→ Source data:

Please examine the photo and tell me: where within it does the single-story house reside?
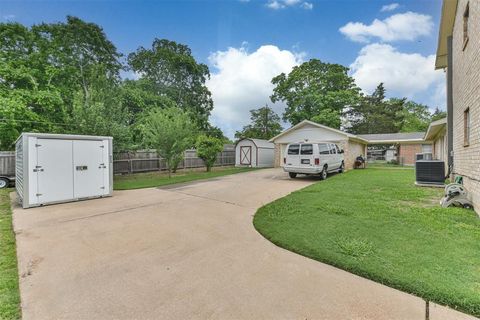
[367,147,397,162]
[435,0,480,213]
[358,132,432,166]
[424,118,448,172]
[235,138,274,168]
[269,120,368,170]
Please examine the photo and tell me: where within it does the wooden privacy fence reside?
[0,145,235,176]
[113,146,235,174]
[0,151,15,177]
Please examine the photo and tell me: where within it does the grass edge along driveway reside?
[254,169,480,317]
[0,189,21,319]
[113,167,259,190]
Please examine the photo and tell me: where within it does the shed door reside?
[35,139,73,204]
[73,140,108,198]
[240,146,252,165]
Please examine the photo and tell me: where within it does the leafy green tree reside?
[128,39,213,129]
[141,107,197,177]
[348,83,405,134]
[310,109,342,128]
[0,16,128,149]
[270,59,360,128]
[195,134,223,172]
[398,99,432,132]
[432,107,447,121]
[235,105,282,140]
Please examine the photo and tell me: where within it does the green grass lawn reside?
[0,189,20,319]
[113,167,256,190]
[254,168,480,316]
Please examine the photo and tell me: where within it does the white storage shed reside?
[235,138,275,168]
[15,133,113,208]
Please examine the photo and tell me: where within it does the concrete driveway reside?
[14,169,476,320]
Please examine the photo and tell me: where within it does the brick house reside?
[435,0,480,212]
[359,132,433,166]
[424,118,448,172]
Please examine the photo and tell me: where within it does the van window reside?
[288,144,300,154]
[318,143,330,154]
[300,144,313,154]
[330,144,337,154]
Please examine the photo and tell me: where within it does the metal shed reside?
[15,133,113,208]
[235,138,275,168]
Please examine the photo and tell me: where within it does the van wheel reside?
[320,166,327,180]
[0,178,10,189]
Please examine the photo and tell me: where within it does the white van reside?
[283,142,345,180]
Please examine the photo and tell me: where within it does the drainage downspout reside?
[447,36,453,180]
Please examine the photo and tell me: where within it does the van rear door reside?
[285,143,300,167]
[300,143,315,168]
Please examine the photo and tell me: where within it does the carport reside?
[269,120,368,170]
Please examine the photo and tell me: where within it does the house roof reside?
[235,138,274,149]
[268,120,368,142]
[359,132,425,144]
[423,118,447,140]
[435,0,458,69]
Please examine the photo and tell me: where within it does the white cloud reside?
[302,2,313,10]
[207,45,302,138]
[266,0,313,10]
[350,43,445,107]
[267,0,285,10]
[340,12,433,42]
[380,3,400,12]
[2,14,16,21]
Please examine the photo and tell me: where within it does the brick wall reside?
[273,143,283,168]
[398,143,422,166]
[452,0,480,212]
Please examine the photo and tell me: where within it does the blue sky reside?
[0,0,445,136]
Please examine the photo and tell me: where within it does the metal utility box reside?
[15,133,113,208]
[415,160,445,186]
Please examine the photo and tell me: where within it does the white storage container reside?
[15,133,113,208]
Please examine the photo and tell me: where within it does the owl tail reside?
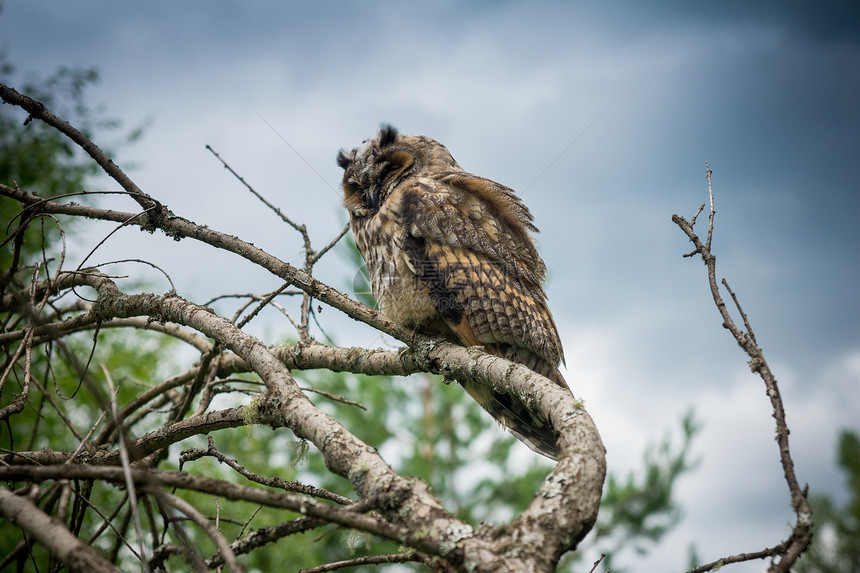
[461,374,566,461]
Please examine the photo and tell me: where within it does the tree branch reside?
[672,164,813,572]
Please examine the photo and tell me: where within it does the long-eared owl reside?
[337,124,567,459]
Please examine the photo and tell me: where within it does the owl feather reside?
[338,125,567,459]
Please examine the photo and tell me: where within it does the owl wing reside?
[389,174,567,458]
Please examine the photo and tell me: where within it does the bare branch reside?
[672,164,813,572]
[0,486,120,573]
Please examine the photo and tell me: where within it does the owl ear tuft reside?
[379,149,415,188]
[337,149,352,169]
[379,123,397,147]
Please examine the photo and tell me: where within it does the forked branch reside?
[672,163,813,573]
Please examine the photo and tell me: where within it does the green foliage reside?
[568,411,701,571]
[797,430,860,573]
[0,50,142,271]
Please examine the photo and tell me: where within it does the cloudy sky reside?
[0,0,860,571]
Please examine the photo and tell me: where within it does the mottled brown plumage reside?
[338,125,567,459]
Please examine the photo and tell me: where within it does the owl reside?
[337,124,567,459]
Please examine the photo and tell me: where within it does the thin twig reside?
[672,168,813,572]
[296,551,421,573]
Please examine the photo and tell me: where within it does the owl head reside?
[337,124,460,217]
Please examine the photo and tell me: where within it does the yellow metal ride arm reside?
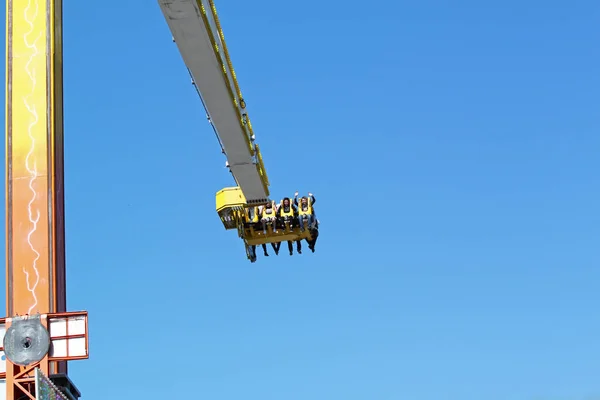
[158,0,318,262]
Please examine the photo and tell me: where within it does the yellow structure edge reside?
[196,0,270,196]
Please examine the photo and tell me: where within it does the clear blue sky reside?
[0,0,600,400]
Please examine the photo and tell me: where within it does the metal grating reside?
[35,368,69,400]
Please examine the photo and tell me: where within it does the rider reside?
[278,197,302,256]
[294,192,316,231]
[260,201,278,235]
[277,197,297,229]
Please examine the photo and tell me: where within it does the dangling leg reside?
[271,242,281,255]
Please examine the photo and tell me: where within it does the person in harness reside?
[260,201,278,235]
[294,192,316,231]
[277,197,302,256]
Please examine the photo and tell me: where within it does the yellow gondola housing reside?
[158,0,318,262]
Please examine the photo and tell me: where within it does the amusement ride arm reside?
[158,0,269,205]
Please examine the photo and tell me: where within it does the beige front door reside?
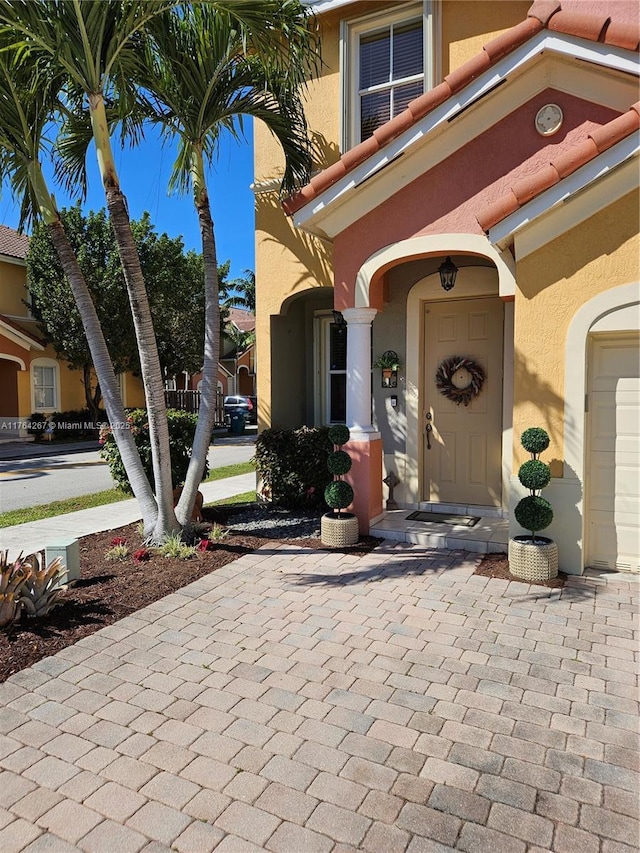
[421,297,503,506]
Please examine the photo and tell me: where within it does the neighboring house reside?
[188,308,256,398]
[0,225,142,441]
[255,0,640,573]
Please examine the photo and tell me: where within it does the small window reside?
[342,0,433,150]
[31,359,60,412]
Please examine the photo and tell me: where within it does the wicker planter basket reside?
[509,536,558,581]
[320,512,360,548]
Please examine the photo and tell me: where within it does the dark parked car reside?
[224,394,258,424]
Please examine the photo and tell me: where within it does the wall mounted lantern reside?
[438,255,458,291]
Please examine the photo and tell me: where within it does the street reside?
[0,435,256,513]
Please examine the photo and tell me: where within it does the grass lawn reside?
[0,462,255,528]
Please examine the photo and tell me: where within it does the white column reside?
[342,308,377,440]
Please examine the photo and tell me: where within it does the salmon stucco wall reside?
[513,192,640,477]
[335,89,618,307]
[254,0,529,425]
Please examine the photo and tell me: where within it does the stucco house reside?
[0,225,144,441]
[255,0,640,573]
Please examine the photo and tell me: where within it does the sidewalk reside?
[0,472,256,558]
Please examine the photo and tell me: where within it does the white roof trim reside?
[489,133,640,247]
[293,30,640,231]
[0,320,44,352]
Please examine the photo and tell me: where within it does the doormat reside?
[407,510,480,527]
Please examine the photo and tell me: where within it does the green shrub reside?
[514,427,553,542]
[518,459,551,492]
[253,427,332,509]
[324,480,353,510]
[100,409,209,494]
[324,424,354,515]
[514,495,553,538]
[520,427,549,458]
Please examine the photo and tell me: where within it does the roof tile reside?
[589,109,640,152]
[444,50,491,94]
[409,83,452,121]
[282,0,640,216]
[373,109,415,148]
[553,138,598,180]
[527,0,562,27]
[547,9,611,41]
[484,18,543,63]
[0,225,29,260]
[512,163,560,206]
[604,21,640,50]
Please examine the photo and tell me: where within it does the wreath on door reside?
[436,355,485,406]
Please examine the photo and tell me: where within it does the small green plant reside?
[0,551,30,628]
[208,523,229,542]
[514,427,553,542]
[104,542,129,563]
[372,350,402,370]
[156,533,197,560]
[20,554,62,619]
[324,424,353,517]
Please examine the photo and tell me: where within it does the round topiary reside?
[329,424,350,447]
[514,495,553,534]
[520,427,549,456]
[324,480,353,510]
[327,450,351,477]
[518,459,551,492]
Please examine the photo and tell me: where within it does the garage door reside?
[585,333,640,572]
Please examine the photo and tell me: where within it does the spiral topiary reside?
[514,427,553,542]
[324,424,353,516]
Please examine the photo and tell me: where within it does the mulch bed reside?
[0,509,381,683]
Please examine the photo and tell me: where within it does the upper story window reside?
[342,0,433,150]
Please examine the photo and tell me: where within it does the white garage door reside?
[585,333,640,572]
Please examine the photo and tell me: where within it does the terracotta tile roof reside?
[0,312,45,346]
[0,225,29,260]
[229,308,256,332]
[476,101,640,231]
[282,0,640,215]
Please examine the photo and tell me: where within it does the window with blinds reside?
[358,18,424,142]
[341,0,435,150]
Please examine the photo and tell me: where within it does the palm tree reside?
[139,0,313,524]
[227,270,256,314]
[0,0,179,541]
[0,40,157,532]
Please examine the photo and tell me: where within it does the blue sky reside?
[0,119,255,278]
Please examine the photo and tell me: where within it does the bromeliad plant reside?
[0,551,62,629]
[514,427,553,543]
[324,424,353,518]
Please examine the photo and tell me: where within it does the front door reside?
[422,297,503,506]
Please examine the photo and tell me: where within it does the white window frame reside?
[314,311,347,426]
[29,358,61,413]
[340,0,440,152]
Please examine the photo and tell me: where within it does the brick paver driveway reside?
[0,543,638,853]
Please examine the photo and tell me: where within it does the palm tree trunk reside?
[48,217,158,536]
[176,151,220,525]
[89,94,179,542]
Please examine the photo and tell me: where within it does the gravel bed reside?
[225,506,322,539]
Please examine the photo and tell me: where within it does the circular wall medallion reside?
[536,104,564,136]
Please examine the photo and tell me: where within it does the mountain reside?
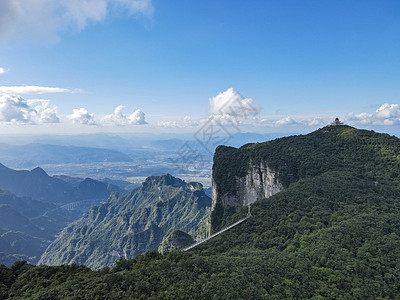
[39,174,211,269]
[211,125,400,231]
[0,190,54,266]
[0,125,400,299]
[0,163,72,202]
[0,164,121,265]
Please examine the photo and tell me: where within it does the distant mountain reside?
[0,163,72,203]
[0,163,122,204]
[39,175,211,269]
[0,190,55,265]
[0,143,132,168]
[0,164,122,265]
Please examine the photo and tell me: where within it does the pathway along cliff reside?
[183,205,251,251]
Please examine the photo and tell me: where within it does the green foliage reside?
[158,230,195,253]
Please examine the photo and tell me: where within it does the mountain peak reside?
[143,174,186,187]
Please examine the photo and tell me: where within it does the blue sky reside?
[0,0,400,132]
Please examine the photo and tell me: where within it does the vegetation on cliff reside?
[39,174,211,269]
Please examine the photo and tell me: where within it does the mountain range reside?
[39,174,211,269]
[0,164,122,265]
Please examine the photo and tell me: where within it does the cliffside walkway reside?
[183,206,251,251]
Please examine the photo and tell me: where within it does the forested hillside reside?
[39,175,211,269]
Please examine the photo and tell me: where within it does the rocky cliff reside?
[211,146,284,232]
[210,125,397,231]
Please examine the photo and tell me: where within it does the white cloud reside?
[0,95,60,124]
[0,85,70,95]
[157,116,199,128]
[67,107,95,125]
[208,88,260,117]
[345,103,400,125]
[103,105,147,125]
[274,116,300,127]
[0,0,154,40]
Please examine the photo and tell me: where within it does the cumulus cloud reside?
[0,85,70,95]
[0,0,154,40]
[345,103,400,125]
[208,88,260,117]
[274,116,300,127]
[0,95,60,124]
[157,116,199,128]
[103,105,147,125]
[68,107,96,125]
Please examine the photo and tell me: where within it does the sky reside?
[0,0,400,134]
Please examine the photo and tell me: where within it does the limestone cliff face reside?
[211,152,284,232]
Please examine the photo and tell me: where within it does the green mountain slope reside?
[211,125,400,231]
[4,126,400,299]
[39,175,211,269]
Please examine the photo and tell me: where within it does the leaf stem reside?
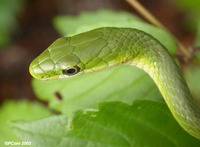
[126,0,192,62]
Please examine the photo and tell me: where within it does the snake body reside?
[29,27,200,139]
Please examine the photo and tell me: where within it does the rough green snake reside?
[29,27,200,139]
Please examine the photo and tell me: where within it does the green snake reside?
[29,27,200,139]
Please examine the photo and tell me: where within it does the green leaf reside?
[13,116,68,147]
[33,66,162,114]
[14,100,200,147]
[183,52,200,102]
[0,101,50,146]
[54,10,176,54]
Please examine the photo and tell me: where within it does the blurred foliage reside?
[0,0,25,47]
[13,100,200,147]
[0,100,51,146]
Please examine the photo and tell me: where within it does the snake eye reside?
[62,66,80,75]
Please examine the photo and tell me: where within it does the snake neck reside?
[102,30,200,139]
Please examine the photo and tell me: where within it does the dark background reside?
[0,0,193,103]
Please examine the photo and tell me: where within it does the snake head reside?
[29,30,110,80]
[29,37,84,80]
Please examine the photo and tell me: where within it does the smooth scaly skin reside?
[30,28,200,139]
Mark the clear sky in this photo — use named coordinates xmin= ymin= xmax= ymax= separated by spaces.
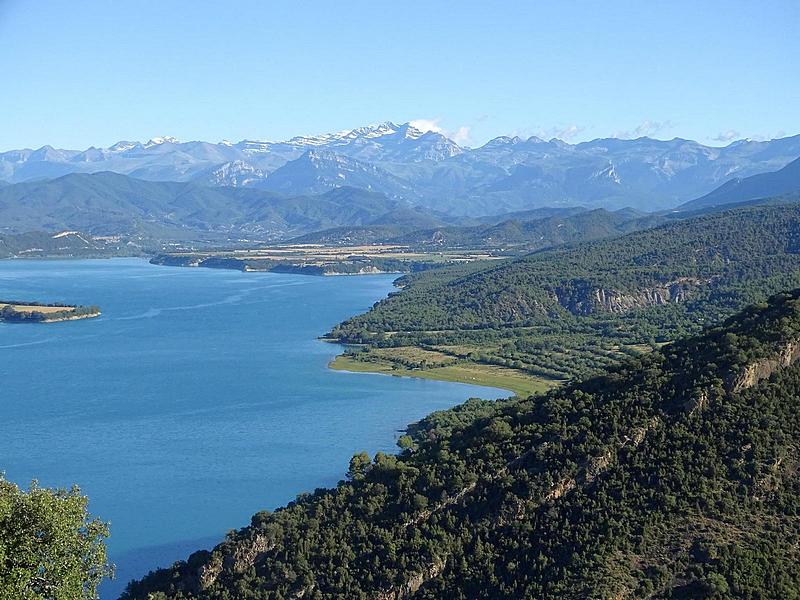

→ Written problem:
Copy the lines from the one containing "along cliff reside?" up to and including the one containing "[158,230,195,253]", without changing anything.

→ Right answer:
Please examine the photo and tell me: where within it does the pathway along cliff reside?
[183,205,251,251]
Please examine the photo and tell me: where within it does the green foliage reside?
[158,230,195,253]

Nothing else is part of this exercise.